■ EXERCISE REQUIREMENTS:
Write out again, exactly, the lines below starting at the one with "negative clicks: (464, 397)" and ending at the one with "positive clicks: (767, 175)".

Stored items

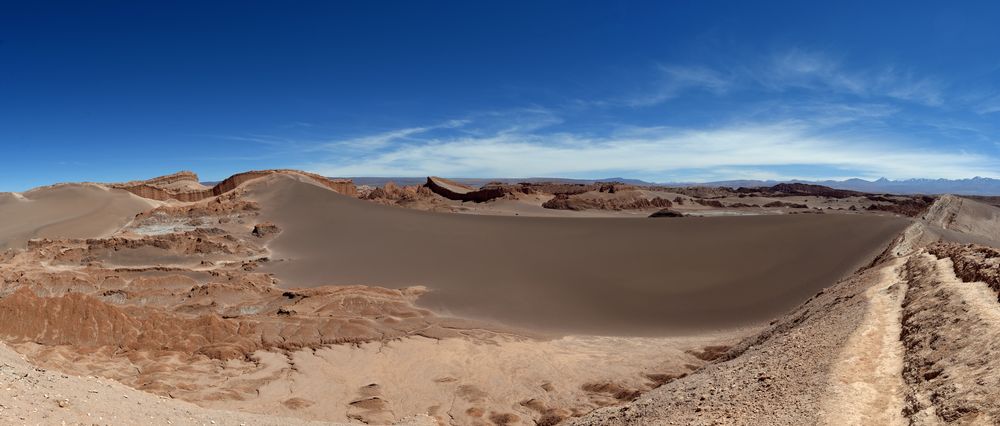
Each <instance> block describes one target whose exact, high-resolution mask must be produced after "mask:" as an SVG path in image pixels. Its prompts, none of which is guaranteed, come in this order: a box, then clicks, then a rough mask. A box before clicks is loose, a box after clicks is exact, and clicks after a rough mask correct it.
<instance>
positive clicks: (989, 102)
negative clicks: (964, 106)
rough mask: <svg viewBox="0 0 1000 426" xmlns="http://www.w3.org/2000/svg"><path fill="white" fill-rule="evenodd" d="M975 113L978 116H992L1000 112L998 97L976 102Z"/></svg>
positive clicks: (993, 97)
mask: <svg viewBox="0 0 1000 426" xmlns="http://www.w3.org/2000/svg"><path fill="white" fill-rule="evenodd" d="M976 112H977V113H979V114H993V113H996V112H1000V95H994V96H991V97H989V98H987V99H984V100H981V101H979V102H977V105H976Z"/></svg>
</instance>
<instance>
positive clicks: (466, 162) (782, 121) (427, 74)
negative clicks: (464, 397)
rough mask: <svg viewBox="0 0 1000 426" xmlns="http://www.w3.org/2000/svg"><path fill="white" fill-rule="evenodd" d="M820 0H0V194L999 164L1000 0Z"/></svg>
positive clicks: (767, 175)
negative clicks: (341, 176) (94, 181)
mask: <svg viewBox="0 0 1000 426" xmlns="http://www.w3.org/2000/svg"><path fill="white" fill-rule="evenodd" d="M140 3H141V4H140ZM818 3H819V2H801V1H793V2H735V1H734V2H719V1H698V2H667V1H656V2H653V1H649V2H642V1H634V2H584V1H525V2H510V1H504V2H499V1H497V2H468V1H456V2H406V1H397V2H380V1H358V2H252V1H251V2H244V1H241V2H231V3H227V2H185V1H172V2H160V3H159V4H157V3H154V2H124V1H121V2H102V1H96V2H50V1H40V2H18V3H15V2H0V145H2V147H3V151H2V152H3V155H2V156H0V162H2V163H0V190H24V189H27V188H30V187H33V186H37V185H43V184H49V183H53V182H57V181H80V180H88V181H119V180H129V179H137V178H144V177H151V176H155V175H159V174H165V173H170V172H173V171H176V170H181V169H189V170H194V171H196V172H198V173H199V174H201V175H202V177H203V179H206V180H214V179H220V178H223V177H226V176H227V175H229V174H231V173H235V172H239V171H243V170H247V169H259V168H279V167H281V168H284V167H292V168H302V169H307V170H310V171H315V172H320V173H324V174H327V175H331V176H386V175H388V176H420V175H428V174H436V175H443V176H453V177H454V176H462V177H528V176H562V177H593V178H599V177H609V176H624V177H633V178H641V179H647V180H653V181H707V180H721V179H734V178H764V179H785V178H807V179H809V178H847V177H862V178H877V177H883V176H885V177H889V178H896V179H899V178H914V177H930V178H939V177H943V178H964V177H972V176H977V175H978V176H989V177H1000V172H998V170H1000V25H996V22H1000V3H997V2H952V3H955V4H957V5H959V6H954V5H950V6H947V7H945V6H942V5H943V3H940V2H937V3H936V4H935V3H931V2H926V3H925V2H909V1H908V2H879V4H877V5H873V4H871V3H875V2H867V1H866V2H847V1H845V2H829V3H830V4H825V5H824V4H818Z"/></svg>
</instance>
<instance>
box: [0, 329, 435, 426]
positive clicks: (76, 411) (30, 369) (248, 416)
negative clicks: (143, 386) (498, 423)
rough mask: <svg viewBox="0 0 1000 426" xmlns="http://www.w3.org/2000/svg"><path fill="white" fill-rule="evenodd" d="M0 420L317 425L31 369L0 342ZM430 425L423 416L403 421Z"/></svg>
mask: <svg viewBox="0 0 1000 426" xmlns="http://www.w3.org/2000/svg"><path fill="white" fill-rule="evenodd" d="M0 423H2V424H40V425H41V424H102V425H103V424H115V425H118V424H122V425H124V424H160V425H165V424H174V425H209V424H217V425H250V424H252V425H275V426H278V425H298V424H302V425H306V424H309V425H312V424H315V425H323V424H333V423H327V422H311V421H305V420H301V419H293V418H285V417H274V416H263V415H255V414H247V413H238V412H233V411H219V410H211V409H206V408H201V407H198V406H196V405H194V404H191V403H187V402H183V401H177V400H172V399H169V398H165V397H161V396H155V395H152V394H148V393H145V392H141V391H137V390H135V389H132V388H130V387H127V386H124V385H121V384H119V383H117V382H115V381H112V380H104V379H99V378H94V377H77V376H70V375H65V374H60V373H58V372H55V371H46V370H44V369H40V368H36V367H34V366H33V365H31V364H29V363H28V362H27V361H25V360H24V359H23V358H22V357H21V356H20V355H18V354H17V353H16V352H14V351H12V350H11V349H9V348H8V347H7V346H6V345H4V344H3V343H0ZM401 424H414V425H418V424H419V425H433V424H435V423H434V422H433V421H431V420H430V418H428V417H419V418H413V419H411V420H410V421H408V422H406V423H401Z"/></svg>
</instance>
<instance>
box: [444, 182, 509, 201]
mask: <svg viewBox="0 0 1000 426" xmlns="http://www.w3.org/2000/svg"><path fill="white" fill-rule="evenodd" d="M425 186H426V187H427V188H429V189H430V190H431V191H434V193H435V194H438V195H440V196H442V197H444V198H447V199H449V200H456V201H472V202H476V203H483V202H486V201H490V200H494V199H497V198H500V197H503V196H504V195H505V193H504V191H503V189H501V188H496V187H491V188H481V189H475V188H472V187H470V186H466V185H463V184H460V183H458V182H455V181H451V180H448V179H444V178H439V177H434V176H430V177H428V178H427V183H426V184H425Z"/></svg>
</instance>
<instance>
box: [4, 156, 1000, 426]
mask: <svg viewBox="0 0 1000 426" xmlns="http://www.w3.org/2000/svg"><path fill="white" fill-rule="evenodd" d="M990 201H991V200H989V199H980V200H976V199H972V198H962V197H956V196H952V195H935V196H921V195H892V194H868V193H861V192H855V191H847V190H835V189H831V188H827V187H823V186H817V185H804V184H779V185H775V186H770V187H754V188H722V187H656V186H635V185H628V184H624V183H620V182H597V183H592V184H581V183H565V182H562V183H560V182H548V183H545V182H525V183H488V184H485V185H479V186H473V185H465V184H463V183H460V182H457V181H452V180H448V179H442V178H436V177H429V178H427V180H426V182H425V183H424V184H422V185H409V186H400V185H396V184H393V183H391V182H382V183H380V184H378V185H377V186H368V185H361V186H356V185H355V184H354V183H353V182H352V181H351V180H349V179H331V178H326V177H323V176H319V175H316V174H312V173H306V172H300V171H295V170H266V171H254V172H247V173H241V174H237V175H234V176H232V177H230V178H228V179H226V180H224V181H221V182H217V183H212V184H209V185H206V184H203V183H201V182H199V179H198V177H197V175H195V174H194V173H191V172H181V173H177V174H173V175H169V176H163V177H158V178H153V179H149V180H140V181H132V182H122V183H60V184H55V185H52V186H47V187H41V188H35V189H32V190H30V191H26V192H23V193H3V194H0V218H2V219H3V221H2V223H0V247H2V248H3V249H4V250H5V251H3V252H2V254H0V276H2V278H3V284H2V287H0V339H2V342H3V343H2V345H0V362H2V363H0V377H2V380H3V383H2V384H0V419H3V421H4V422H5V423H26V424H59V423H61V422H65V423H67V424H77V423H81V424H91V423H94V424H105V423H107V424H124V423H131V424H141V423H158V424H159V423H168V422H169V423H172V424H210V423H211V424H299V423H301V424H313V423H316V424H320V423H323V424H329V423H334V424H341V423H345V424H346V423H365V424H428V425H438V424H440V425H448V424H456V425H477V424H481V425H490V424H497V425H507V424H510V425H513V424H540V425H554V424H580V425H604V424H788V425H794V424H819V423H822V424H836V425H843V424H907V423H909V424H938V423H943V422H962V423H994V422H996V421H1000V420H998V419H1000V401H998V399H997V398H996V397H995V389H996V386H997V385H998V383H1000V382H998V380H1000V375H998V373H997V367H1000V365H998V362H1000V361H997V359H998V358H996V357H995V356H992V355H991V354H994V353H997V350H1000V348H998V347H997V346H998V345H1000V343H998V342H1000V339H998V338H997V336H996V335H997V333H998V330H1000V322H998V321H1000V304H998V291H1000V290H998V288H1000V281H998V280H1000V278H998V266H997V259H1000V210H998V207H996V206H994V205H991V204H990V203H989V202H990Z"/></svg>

■ EXERCISE RESULT:
negative clicks: (464, 397)
rough mask: <svg viewBox="0 0 1000 426" xmlns="http://www.w3.org/2000/svg"><path fill="white" fill-rule="evenodd" d="M820 0H0V194L999 164L1000 0Z"/></svg>
positive clicks: (767, 175)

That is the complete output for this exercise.